- [TEXT]:
========================

Performance collapsed after adding Cancel:

Execution Time: ~30s → 7+ minutes
Throughput: ~34k ops/s → ~3k ops/s

Hypothesis:

Is it the O(N) Cancel scan?
VecDeque removal overhead?
Something else?

Hypothesis implies guessing. Profiling provides facts.

2. Optimization 1: Order Index

2.1 The Problem

Cancelling requires looking up an order. The naive remove_order_by_id iterates the entire book:

#![allow(unused)]
fn main() {
// Before: O(N) full scan
pub fn remove_order_by_id(&mut self, order_id: u64) -> Option<InternalOrder> {
    for (key, orders) in self.bids.iter_mut() {
        if let Some(pos) = orders.iter().position(|o| o.order_id == order_id) {
            // ...
        }
    }
    // Scan asks...
}
}

2.2 The Solution

Introduce order_index: FxHashMap<OrderId, (Price, Side)> for O(1) lookup.

========================

- [RAW DATA]:
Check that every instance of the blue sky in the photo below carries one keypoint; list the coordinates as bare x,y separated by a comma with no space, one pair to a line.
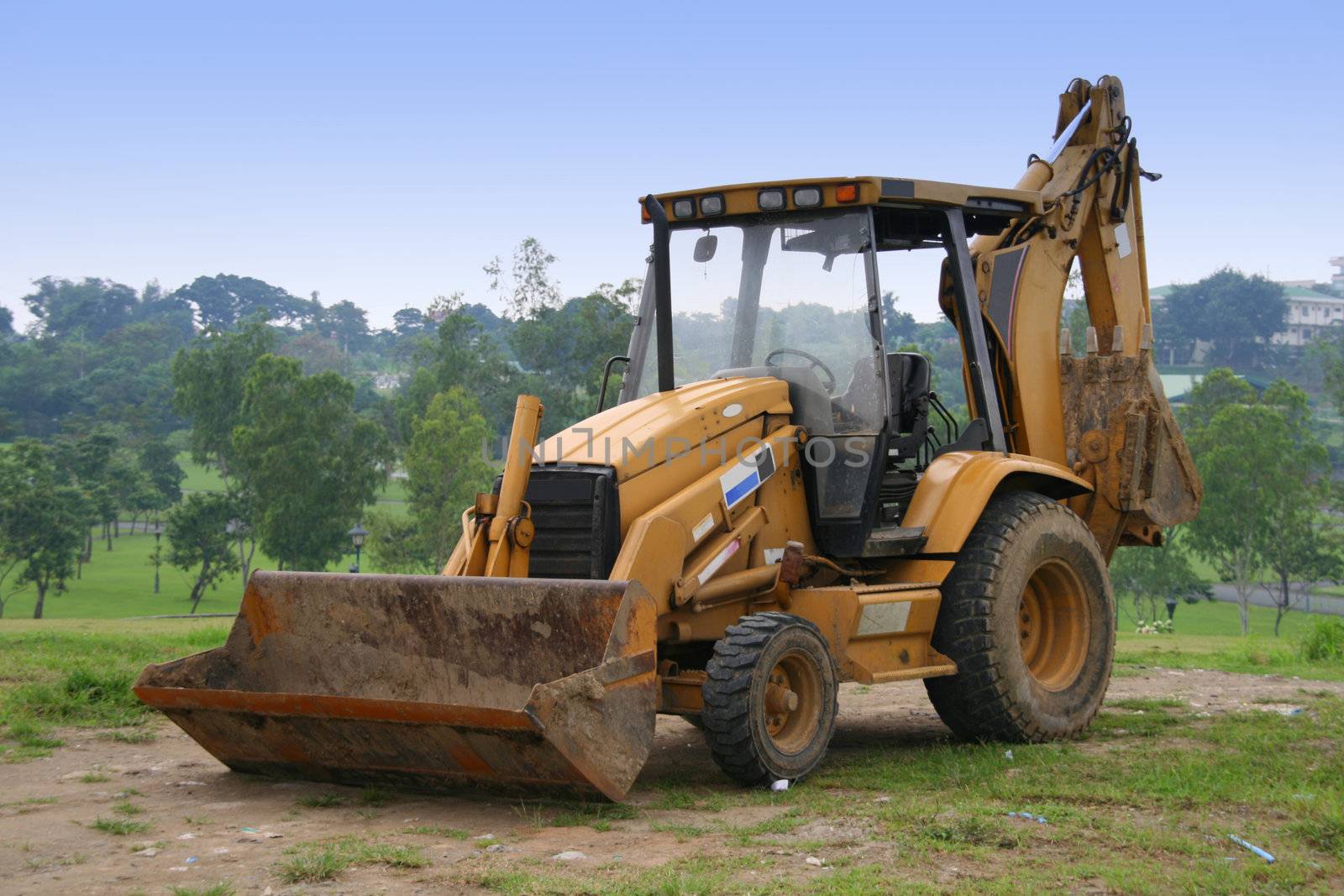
383,152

========================

- [REQUIRED WORK]:
A - Answer these from the text on Cancel performance:
(i) What did execution time become after Cancel was added?
(ii) What was the throughput before Cancel was added?
(iii) What type does the text give for order_index?
B - In one to three sentences, explain why the text on Cancel performance introduces order_index.
C - Continue the text on Cancel performance from its last line.

- [ANSWERS FOR THIS EXERCISE]:
A -
(i) 7+ minutes
(ii) ~34k ops/s
(iii) FxHashMap<OrderId, (Price, Side)>

B - Cancelling requires looking up an order, and the naive remove_order_by_id iterates the entire book in an O(N) full scan. order_index replaces that scan with an O(1) lookup.

C -
#![allow(unused)]
fn main() {
pub struct OrderBook {
    asks: BTreeMap<u64, VecDeque<InternalOrder>>,
    bids: BTreeMap<u64, VecDeque<InternalOrder>>,
    order_index: FxHashMap<u64, (u64, Side)>,  // New
    trade_id_counter: u64,
}
}

2.3 Index Maintenance

Operation	Action
`rest_order()`	Insert
`cancel_order()`	Remove
`remove_order_by_id()`	Remove
Match Fill	Remove

2.4 Optimized Implementation

#![allow(unused)]
fn main() {
pub fn remove_order_by_id(&mut self, order_id: u64) -> Option<InternalOrder> {
    // O(1) Lookup
    let (price, side) = self.order_index.remove(&order_id)?;
    
    // O(log n) Find level
    let (book, key) = match side {
        Side::Buy => (&mut self.bids, u64::MAX - price),
        Side::Sell => (&mut self.asks, price),
    };
    
    // O(k) Find in level (k is small)
    let orders = book.get_mut(&key)?;
    let pos = orders.iter().position(|o| o.order_id == order_id)?;
    let order = orders.remove(pos)?;
    
    if orders.is_empty() {
        book.remove(&key);
    }
    
    Some(order)
}
}

2.5 Result 1

Metric	Before	After
Time	7+ min	87s
Throughput	~3k ops/s	15k ops/s
Boost	-	5x

Huge improvement! But 87s for 1.3M orders is still slow (15k ops/s). Further analysis is needed.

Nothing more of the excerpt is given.